RECORDS FOR PROCESSING below:

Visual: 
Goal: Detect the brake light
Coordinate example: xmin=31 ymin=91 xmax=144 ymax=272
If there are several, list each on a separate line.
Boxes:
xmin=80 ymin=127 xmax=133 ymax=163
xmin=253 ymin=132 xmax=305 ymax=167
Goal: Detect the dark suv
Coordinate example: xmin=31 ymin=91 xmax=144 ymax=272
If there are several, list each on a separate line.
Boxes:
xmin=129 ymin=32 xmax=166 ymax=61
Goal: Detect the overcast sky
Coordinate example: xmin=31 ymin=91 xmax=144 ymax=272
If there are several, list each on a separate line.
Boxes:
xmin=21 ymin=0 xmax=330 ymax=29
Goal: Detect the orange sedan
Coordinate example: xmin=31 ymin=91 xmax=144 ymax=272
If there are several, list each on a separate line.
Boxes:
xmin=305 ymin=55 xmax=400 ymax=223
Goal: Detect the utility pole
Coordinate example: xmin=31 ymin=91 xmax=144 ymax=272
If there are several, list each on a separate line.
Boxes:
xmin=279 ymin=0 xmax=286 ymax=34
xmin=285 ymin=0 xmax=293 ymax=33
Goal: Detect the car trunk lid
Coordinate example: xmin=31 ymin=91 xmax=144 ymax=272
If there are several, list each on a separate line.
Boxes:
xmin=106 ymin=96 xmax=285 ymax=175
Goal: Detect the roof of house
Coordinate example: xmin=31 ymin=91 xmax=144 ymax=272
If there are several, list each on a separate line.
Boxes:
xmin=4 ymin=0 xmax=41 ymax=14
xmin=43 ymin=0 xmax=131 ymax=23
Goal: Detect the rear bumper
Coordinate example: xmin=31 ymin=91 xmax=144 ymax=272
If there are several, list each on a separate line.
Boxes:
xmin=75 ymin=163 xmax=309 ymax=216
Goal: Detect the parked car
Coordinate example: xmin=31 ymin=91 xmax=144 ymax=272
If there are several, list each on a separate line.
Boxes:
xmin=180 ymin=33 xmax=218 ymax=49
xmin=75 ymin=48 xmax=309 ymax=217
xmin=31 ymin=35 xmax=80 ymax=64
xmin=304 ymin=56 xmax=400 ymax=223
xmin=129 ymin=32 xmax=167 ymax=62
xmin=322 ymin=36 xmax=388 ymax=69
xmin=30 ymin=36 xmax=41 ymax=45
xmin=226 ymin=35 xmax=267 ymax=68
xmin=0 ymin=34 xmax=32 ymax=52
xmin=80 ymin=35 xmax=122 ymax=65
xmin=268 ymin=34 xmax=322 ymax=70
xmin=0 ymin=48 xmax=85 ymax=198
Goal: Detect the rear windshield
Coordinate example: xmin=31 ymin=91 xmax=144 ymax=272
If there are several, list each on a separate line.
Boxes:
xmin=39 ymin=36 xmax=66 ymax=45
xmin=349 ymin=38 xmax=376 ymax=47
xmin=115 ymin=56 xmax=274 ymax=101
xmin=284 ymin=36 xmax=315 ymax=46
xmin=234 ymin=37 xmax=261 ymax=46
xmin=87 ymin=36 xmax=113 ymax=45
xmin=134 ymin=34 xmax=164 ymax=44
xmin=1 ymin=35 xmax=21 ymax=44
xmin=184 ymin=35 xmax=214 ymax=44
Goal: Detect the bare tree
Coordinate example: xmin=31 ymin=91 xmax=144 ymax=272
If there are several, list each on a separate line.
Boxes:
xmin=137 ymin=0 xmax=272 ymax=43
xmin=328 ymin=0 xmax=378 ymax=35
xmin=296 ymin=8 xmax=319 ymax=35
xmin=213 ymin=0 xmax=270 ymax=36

End of RECORDS FOR PROCESSING.

INSTRUCTIONS FOR THE TASK:
Scan the records for the string "Goal". Copy each line in which it appears.

OUTPUT FOR THIS TASK:
Goal: Detect the brake light
Goal: Detect the dark suv
Goal: Detect the overcast sky
Goal: Detect the orange sedan
Goal: Detect the utility pole
Goal: Detect the car trunk lid
Goal: Detect the roof of house
Goal: Detect the rear bumper
Goal: Detect the parked car
Goal: Detect the rear windshield
Goal: Detect the bare tree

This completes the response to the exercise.